Required task: Rewrite these lines with "bounding-box annotator" swapped for "image labeler" throughout, changing nothing else. Omit the pictures from your version.
☆ ☆ ☆ ☆ ☆ ☆ ☆
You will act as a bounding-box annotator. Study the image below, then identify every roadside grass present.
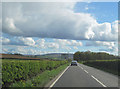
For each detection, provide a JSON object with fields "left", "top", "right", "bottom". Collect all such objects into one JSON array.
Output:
[
  {"left": 10, "top": 63, "right": 69, "bottom": 87},
  {"left": 79, "top": 59, "right": 120, "bottom": 76}
]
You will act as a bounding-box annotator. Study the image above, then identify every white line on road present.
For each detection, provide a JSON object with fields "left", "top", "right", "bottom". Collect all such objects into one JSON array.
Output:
[
  {"left": 78, "top": 65, "right": 83, "bottom": 69},
  {"left": 84, "top": 70, "right": 88, "bottom": 74},
  {"left": 91, "top": 75, "right": 107, "bottom": 87},
  {"left": 49, "top": 66, "right": 70, "bottom": 89}
]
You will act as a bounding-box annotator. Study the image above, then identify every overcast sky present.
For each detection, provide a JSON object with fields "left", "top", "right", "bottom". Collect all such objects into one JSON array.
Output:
[{"left": 0, "top": 2, "right": 118, "bottom": 55}]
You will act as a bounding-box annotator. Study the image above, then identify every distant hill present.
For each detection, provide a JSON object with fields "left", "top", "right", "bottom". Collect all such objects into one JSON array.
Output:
[
  {"left": 0, "top": 54, "right": 40, "bottom": 60},
  {"left": 35, "top": 53, "right": 73, "bottom": 60},
  {"left": 0, "top": 53, "right": 73, "bottom": 60}
]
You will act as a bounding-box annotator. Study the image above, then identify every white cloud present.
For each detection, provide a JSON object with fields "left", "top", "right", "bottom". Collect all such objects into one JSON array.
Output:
[
  {"left": 3, "top": 2, "right": 118, "bottom": 41},
  {"left": 86, "top": 41, "right": 118, "bottom": 54},
  {"left": 73, "top": 46, "right": 78, "bottom": 49},
  {"left": 16, "top": 37, "right": 35, "bottom": 46},
  {"left": 0, "top": 37, "right": 10, "bottom": 45},
  {"left": 86, "top": 41, "right": 115, "bottom": 47}
]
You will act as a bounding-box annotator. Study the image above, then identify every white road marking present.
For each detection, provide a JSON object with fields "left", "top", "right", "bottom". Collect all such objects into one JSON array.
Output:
[
  {"left": 91, "top": 75, "right": 107, "bottom": 87},
  {"left": 84, "top": 70, "right": 88, "bottom": 74},
  {"left": 78, "top": 65, "right": 83, "bottom": 69},
  {"left": 49, "top": 66, "right": 70, "bottom": 89}
]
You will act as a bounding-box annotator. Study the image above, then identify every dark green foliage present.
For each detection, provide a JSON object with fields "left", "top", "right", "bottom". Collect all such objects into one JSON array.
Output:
[
  {"left": 83, "top": 61, "right": 120, "bottom": 76},
  {"left": 2, "top": 60, "right": 67, "bottom": 86}
]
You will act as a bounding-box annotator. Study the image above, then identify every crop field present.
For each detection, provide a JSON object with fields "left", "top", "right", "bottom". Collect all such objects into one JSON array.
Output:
[
  {"left": 83, "top": 59, "right": 120, "bottom": 76},
  {"left": 2, "top": 59, "right": 68, "bottom": 87}
]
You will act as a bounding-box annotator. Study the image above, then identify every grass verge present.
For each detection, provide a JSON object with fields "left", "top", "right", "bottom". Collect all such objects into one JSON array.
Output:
[
  {"left": 83, "top": 60, "right": 120, "bottom": 76},
  {"left": 10, "top": 63, "right": 69, "bottom": 87}
]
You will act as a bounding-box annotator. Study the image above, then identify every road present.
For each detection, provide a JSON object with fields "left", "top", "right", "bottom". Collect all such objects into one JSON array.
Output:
[{"left": 50, "top": 64, "right": 118, "bottom": 88}]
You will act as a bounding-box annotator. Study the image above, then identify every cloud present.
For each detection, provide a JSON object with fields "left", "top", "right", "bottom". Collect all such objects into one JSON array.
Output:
[
  {"left": 0, "top": 37, "right": 35, "bottom": 46},
  {"left": 16, "top": 37, "right": 35, "bottom": 46},
  {"left": 86, "top": 41, "right": 115, "bottom": 48},
  {"left": 0, "top": 37, "right": 10, "bottom": 45},
  {"left": 86, "top": 41, "right": 118, "bottom": 54},
  {"left": 3, "top": 2, "right": 118, "bottom": 41}
]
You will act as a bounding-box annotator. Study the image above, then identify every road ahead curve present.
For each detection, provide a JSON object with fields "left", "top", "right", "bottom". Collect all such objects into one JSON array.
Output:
[{"left": 49, "top": 64, "right": 118, "bottom": 87}]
☆ ☆ ☆ ☆ ☆ ☆ ☆
Output below:
You will act as a image labeler. Study the image below, then identify every roadside grass present.
For each detection, provide a JSON object with fields "left", "top", "right", "bottom". Collect all such objects into one JSON array.
Output:
[
  {"left": 10, "top": 63, "right": 69, "bottom": 87},
  {"left": 79, "top": 59, "right": 120, "bottom": 76}
]
You will act as a image labeler. Study the image above, then identify every white line on road present.
For each detection, provide a JSON object with fields "left", "top", "right", "bottom". Collect all such objects into one JSON array.
Output:
[
  {"left": 78, "top": 65, "right": 83, "bottom": 69},
  {"left": 84, "top": 70, "right": 88, "bottom": 74},
  {"left": 91, "top": 75, "right": 107, "bottom": 87},
  {"left": 49, "top": 66, "right": 70, "bottom": 89}
]
You will act as a image labeler. Study the image above, then identify every overcast sky present.
For each detection, provide a JSON object with fields "left", "top", "right", "bottom". Collect all such objects into one JSON array.
Output:
[{"left": 0, "top": 2, "right": 118, "bottom": 55}]
You will act as a image labeler. Study the image above, then identify every distant hill present.
For each detection, provide a JSON object with fields "left", "top", "right", "bottom". Collect all such objects into one JSON array.
Output:
[
  {"left": 0, "top": 54, "right": 40, "bottom": 60},
  {"left": 35, "top": 53, "right": 73, "bottom": 60},
  {"left": 0, "top": 53, "right": 73, "bottom": 60}
]
You will act as a image labeler. Study the image above, then identify every white cloud present.
For each detection, provide a JSON object with fields "left", "top", "right", "bottom". Collect all such objects into one JSON array.
Output:
[
  {"left": 3, "top": 2, "right": 118, "bottom": 41},
  {"left": 86, "top": 41, "right": 118, "bottom": 54},
  {"left": 73, "top": 46, "right": 78, "bottom": 49},
  {"left": 16, "top": 37, "right": 35, "bottom": 46},
  {"left": 0, "top": 37, "right": 10, "bottom": 45},
  {"left": 86, "top": 41, "right": 115, "bottom": 47}
]
You will act as a image labeler. Study the image above, then identify every white road marking present.
For each detection, provide a JSON object with fields "left", "top", "right", "bottom". Collect all such objects into one JSON array.
Output:
[
  {"left": 91, "top": 75, "right": 107, "bottom": 87},
  {"left": 84, "top": 70, "right": 88, "bottom": 74},
  {"left": 78, "top": 65, "right": 83, "bottom": 69},
  {"left": 49, "top": 66, "right": 70, "bottom": 89}
]
You will act as a image labeler. Study the image above, then identify every dark green foliage present.
For each detection, provide a JSON object with fields "left", "top", "right", "bottom". Collect all such objects into one JSON array.
Output:
[
  {"left": 83, "top": 61, "right": 120, "bottom": 76},
  {"left": 2, "top": 60, "right": 67, "bottom": 86}
]
You will act as a image labeler. Study the image above, then identify every crop field present.
For each detection, provide a JSON object with fields "left", "top", "right", "bottom". Collect all such objects into one JSON array.
Output:
[
  {"left": 83, "top": 59, "right": 120, "bottom": 76},
  {"left": 2, "top": 59, "right": 68, "bottom": 87}
]
You will act as a image labeler. Study the image above, then identify every grass verge present.
For each detection, provide a JSON object with fields "left", "top", "right", "bottom". Collect all such objects into one JSON array.
Output:
[
  {"left": 83, "top": 60, "right": 120, "bottom": 76},
  {"left": 10, "top": 63, "right": 69, "bottom": 87}
]
You will act as a image labeler. Study the image above, then identify every road present.
For each detection, provide a JSON object with fields "left", "top", "right", "bottom". Collect all such objects into one JSON array.
Output:
[{"left": 50, "top": 64, "right": 118, "bottom": 88}]
You will act as a image labeler. Study the image above, then identify every cloud present.
For each detection, provide a JSON object with fields "left", "top", "right", "bottom". Collect all such objects into one JSON array.
Output:
[
  {"left": 0, "top": 37, "right": 35, "bottom": 46},
  {"left": 16, "top": 37, "right": 35, "bottom": 46},
  {"left": 86, "top": 41, "right": 115, "bottom": 48},
  {"left": 0, "top": 37, "right": 10, "bottom": 45},
  {"left": 86, "top": 41, "right": 118, "bottom": 54},
  {"left": 3, "top": 2, "right": 118, "bottom": 41}
]
You will act as a image labeler. Study the image above, then identify every road ahead curve present.
For each detection, provide a JSON object with fields "left", "top", "right", "bottom". Collect all such objects into one JSON array.
Output:
[{"left": 49, "top": 64, "right": 118, "bottom": 87}]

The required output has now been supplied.